Yapılacak İşlemler
A – Müsilaj metnine göre aşağıdaki soruları cevaplayın.
(i) Marmara Denizi'nin etrafındaki büyükşehirlerde yaklaşık kaç kişi yaşıyor?
(ii) Marmara Denizi'nin 2021 yılındaki sıcaklığı, 40 yıllık ortalama verinin kaç derece üzerinde?
(iii) Profesör Mustafa Sarı hangi üniversitenin hangi fakültesinden?
B – Müsilaj metninde "Deniz ortamında oluşan" sözleriyle başlayıp "su sıcaklığı gerekiyor." sözleriyle biten bölümü harfi harfine aktarın.

··· Kaynak Metin ···

Deniz salyası/Müsilaj nedir?
Deniz ortamında oluşan ve fitoplankton denilen mikroorganizmaların belirli koşulların tetiklemesi ve uygun ortamların oluşması ile aşırı artış göstererek ortama salgıladıkları organik bileşikler sonucunda oluşuyor. Oluşan organik bileşikler suyla temas ettiklerinde şişiyor, gözle görünür hale gelerek deniz salyası oluşuyor. Deniz salyasının oluşması ise bazı özel koşullara ihtiyaç duyuyor. Bu özel koşullar için yüksek derecede azot ve fosfat girdisi ile su sıcaklığı gerekiyor.
Neden oluşur?
Bilim insanları farklı sebepler sunsalar da en önemli etken olarak endüstriyel ve evsel atıkları gösteriyorlar. Marmara Denizi’nin etrafındaki büyükşehirlerde yaklaşık 25 milyon insan yaşıyor ve Türkiye endüstrisinin yarıya yakını da Marmara Denizi'nin çevresinde yer alıyor. Bu bölgenin evsel, endüstriyel ve tarımsal atıkların tümü doğrudan ya da dolaylı olarak Marmara Denizi'ne gidiyor.
Bilim insanları müsilaj oluşumunun deniz suyundaki sıcaklık ile de orantılı olduğunu dile getiriyor. Deniz yüzey sıcaklığı verilerine bakıldığında, Marmara Denizi'nin sıcaklığı 2021 yılında 40 yıllık ortalama verinin 2.5 derece üzerinde gözüküyor.
Bandırma Onyedi Eylül Üniversitesi Denizcilik Fakültesi'nden Profesör Mustafa Sarı, müsilaj oluşumunu şu şekilde açıklıyor: “Fitoplankton gruplarının fotosentez yaparak hızla üremesi için besin maddesine ihtiyaçları var. Bu besini azot, fosfor gibi karasal kökenli elementlerden sağlıyorlar. Biz denize o kadar çok atık yükledik ki, onlar da bu atığı azaltmaya çalışarak çok ürüyorlar ve sonucunda müsilaj oluşuyor.”
Çevre Şehircilik Bakanı Murat Kurum, müsilaja yol açan 3 nedeni şu şekilde sıralıyor:
Küresel ısınmanın yol açtığı deniz suyu sıcaklığındaki yükselme,
Denizdeki durağanlık,
Kirlilik.
Uzmanlar ne diyor?

··· Verilen Kayıtlar ···

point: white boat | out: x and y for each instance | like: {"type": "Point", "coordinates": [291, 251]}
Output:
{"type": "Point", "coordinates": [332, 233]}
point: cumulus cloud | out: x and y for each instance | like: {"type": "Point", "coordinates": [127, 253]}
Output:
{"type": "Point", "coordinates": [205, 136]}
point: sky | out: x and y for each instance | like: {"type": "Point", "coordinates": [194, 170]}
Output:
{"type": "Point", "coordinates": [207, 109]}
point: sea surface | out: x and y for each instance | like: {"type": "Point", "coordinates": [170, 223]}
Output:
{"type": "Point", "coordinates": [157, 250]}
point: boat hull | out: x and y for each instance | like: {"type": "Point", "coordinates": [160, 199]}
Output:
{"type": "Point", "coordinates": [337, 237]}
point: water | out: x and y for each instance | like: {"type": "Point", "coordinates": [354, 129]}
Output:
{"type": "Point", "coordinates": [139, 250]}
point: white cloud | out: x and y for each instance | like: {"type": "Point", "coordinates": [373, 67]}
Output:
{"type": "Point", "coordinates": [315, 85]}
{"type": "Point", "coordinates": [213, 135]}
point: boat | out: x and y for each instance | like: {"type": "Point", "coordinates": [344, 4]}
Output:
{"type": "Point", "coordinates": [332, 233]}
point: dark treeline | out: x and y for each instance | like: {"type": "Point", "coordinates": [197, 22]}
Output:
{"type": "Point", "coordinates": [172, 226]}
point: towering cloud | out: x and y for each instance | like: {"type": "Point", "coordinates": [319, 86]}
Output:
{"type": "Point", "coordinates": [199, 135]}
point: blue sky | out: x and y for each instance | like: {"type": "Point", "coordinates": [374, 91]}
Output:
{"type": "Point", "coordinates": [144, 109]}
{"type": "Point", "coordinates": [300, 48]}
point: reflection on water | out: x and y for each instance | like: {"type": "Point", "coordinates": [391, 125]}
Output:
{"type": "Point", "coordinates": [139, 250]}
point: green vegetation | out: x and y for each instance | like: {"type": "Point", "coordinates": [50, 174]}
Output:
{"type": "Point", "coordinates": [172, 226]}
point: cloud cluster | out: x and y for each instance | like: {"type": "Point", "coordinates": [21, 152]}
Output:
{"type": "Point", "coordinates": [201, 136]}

···

Cevap Listesi
A –
(i) Yaklaşık 25 milyon kişi
(ii) 2.5 derece
(iii) Bandırma Onyedi Eylül Üniversitesi Denizcilik Fakültesi

B –
Deniz ortamında oluşan ve fitoplankton denilen mikroorganizmaların belirli koşulların tetiklemesi ve uygun ortamların oluşması ile aşırı artış göstererek ortama salgıladıkları organik bileşikler sonucunda oluşuyor. Oluşan organik bileşikler suyla temas ettiklerinde şişiyor, gözle görünür hale gelerek deniz salyası oluşuyor. Deniz salyasının oluşması ise bazı özel koşullara ihtiyaç duyuyor. Bu özel koşullar için yüksek derecede azot ve fosfat girdisi ile su sıcaklığı gerekiyor.